Your objective: Exactly reproduce the lines from the line that has "Q: Locate a point on each instance of the bare" down to the last line of the entries, inclusive.
******************************
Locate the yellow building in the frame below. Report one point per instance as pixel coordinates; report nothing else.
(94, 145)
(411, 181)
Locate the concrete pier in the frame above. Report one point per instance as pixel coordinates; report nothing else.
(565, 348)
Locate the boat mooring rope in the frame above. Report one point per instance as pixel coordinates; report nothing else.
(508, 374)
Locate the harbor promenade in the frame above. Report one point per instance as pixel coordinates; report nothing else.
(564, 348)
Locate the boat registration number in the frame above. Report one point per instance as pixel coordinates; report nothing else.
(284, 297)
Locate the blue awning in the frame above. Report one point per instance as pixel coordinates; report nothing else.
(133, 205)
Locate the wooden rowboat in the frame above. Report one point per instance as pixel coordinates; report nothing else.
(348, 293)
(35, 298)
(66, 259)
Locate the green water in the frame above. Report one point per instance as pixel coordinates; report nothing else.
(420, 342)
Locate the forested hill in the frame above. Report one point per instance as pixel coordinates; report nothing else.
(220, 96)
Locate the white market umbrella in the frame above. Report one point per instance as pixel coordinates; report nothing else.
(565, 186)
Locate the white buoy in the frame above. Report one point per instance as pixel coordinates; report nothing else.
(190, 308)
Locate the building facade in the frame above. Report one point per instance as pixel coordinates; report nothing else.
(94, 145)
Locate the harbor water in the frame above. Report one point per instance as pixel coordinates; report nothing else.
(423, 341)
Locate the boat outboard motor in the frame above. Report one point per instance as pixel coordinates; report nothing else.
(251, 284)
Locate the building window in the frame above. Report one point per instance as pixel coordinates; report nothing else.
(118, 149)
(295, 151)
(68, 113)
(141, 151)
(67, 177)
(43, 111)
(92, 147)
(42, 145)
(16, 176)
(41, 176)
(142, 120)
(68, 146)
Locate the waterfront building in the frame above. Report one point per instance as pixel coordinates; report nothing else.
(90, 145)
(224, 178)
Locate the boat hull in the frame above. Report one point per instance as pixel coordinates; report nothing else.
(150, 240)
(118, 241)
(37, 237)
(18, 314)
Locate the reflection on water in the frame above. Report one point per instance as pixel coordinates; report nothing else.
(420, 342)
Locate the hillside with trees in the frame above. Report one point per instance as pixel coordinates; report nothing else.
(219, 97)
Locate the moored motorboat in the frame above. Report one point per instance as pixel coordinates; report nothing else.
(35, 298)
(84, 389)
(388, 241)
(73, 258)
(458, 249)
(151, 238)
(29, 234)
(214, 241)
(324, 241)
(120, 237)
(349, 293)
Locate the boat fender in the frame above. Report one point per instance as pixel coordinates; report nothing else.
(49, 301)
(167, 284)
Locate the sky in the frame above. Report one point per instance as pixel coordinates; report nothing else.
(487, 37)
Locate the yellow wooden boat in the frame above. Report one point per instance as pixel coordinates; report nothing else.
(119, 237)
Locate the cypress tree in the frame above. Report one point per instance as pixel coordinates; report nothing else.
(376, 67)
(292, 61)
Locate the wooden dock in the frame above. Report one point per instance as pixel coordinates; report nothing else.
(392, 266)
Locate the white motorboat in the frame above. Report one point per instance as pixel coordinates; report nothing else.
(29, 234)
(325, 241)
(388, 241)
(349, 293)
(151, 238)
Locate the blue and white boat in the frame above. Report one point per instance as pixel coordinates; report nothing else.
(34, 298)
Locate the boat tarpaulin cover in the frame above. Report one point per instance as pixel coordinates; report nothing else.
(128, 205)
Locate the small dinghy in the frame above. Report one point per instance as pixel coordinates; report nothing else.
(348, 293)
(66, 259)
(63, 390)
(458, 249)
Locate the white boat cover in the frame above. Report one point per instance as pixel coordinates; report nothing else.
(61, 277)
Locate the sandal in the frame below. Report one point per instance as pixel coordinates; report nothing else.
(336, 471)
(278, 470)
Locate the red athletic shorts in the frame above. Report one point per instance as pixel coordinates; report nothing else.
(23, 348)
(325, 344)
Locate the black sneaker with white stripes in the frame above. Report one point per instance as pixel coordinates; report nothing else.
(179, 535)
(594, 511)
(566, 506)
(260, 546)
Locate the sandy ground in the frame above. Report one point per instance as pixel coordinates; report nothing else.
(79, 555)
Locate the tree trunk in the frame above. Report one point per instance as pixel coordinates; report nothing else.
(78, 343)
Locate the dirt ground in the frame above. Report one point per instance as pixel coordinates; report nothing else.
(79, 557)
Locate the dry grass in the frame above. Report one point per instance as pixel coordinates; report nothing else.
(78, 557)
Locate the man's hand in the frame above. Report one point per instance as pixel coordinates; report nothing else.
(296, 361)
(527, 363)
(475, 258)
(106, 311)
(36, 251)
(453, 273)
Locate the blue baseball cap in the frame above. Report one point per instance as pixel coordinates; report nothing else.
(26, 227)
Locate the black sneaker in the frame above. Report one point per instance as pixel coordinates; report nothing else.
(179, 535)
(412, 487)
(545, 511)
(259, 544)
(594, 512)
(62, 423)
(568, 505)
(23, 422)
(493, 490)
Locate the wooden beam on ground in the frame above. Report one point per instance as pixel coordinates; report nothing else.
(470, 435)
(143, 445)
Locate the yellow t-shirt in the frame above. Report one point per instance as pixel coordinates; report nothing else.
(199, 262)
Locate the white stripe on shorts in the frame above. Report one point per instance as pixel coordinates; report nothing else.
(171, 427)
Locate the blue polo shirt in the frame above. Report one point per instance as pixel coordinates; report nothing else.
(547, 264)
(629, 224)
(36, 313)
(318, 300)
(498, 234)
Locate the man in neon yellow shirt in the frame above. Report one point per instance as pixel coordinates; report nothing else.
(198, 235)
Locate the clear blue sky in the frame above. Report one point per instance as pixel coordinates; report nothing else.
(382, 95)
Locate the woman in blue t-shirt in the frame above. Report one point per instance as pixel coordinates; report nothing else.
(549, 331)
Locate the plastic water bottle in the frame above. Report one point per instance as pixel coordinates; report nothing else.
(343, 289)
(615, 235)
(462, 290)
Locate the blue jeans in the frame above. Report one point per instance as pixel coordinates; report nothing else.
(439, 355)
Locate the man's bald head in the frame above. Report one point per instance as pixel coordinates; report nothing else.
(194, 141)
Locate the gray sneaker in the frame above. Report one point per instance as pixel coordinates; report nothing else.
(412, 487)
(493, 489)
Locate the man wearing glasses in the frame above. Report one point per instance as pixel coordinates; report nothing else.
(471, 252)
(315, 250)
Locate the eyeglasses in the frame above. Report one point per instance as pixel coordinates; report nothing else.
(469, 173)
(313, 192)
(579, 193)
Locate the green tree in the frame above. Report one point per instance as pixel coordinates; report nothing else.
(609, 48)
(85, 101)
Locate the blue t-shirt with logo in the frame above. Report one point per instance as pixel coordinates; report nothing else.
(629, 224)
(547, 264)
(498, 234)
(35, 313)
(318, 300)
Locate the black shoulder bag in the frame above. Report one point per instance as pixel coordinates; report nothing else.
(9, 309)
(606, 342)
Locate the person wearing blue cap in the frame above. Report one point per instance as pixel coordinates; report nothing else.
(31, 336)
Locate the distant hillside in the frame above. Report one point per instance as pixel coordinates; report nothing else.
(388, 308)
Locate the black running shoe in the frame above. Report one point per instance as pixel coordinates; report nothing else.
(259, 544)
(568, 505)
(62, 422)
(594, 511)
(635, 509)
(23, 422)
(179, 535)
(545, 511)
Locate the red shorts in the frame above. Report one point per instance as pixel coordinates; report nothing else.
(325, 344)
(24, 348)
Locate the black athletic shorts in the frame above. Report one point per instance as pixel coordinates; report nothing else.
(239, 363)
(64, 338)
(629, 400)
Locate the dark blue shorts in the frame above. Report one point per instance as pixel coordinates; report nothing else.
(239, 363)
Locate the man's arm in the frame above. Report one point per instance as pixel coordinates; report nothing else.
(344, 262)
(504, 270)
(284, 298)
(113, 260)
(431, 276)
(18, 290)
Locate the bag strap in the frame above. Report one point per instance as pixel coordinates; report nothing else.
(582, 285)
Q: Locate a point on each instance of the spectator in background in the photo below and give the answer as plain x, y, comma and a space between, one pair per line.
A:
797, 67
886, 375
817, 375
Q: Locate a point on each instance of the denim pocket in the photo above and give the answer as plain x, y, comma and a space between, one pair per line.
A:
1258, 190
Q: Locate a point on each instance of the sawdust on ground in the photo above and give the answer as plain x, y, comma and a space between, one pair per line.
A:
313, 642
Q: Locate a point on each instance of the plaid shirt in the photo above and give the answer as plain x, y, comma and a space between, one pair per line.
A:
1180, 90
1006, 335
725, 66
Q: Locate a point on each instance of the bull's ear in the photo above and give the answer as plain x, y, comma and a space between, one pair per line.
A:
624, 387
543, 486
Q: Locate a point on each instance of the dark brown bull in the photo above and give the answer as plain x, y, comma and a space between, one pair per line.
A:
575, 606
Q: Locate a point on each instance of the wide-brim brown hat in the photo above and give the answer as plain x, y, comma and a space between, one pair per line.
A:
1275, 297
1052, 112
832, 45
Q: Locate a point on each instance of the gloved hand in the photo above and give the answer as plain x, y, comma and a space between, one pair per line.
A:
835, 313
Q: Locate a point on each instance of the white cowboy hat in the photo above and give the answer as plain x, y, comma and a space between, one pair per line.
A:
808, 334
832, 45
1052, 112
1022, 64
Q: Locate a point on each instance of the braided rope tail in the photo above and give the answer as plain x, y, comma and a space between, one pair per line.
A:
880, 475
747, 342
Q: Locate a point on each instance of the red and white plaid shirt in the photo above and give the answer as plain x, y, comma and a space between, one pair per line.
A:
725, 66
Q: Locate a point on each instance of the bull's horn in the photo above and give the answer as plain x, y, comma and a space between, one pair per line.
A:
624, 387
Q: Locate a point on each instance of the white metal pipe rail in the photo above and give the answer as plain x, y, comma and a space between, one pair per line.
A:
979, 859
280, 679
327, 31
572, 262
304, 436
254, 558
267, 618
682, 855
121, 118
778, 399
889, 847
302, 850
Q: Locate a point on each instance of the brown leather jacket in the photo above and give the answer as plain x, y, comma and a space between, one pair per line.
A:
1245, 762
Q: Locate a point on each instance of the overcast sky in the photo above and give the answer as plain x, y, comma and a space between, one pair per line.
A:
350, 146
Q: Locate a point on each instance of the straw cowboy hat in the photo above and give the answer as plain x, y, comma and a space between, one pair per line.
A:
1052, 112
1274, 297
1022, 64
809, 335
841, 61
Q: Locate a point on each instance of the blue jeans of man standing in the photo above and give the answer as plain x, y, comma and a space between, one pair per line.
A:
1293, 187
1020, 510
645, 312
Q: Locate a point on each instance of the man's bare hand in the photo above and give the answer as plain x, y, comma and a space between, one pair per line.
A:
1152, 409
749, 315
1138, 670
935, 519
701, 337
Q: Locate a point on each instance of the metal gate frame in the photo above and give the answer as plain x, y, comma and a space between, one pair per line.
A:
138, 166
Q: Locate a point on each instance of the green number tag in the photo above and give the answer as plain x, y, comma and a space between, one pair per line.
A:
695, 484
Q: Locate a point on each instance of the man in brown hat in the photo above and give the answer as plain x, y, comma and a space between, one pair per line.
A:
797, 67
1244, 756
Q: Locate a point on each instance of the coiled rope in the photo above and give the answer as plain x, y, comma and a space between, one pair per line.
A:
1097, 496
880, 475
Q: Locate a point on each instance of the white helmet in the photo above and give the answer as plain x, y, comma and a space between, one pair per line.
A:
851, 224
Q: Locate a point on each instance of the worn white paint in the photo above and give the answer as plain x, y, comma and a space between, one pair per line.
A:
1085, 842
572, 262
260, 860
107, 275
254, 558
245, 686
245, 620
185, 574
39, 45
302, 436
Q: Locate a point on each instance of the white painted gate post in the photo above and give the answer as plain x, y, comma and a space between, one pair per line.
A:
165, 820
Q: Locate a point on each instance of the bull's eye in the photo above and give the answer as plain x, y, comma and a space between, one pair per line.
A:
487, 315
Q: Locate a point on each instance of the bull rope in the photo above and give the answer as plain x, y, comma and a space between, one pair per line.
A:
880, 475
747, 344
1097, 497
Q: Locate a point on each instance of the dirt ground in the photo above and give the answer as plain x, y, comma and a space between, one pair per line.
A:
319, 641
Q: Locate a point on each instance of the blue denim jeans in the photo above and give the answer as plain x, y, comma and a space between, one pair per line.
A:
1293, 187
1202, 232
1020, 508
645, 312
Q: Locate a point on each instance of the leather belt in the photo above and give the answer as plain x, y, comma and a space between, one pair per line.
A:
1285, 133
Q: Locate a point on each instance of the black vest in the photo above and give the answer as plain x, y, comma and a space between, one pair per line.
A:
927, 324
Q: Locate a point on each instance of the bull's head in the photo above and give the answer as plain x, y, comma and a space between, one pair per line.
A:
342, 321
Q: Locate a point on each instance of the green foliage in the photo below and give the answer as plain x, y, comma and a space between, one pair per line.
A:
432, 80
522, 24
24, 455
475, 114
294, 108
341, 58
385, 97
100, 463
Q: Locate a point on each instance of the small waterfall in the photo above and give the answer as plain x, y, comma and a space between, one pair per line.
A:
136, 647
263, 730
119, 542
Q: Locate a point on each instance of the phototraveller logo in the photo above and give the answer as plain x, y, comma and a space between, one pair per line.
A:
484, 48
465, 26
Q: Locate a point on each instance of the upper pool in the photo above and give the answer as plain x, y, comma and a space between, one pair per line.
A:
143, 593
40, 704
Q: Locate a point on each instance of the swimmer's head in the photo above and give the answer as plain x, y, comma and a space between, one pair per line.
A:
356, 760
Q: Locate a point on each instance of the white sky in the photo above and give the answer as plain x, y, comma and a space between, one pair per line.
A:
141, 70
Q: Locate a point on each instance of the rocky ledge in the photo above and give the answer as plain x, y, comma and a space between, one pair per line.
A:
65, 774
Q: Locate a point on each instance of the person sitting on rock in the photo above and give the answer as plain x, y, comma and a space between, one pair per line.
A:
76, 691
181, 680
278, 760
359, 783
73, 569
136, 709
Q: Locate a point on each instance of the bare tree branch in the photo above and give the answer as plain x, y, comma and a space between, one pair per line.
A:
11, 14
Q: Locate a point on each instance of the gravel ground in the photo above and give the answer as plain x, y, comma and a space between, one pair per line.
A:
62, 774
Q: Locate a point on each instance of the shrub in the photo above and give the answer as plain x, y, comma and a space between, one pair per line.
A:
******************************
Finished task:
Q: Locate a point on each instance of the bare tree branch in the photo above and give the answer as plain x, y, comma and a space between, one pair per line.
A:
11, 14
Q: Locate a point on each instance of the gravel ground in the photo above and give the answer as plain x, y, comma and a space between, one pair per line.
A:
62, 774
Q: Locate a point on each instance of the shrub in the photo above and give the answer as plain x, y, comma and a space between, one pair per line.
A:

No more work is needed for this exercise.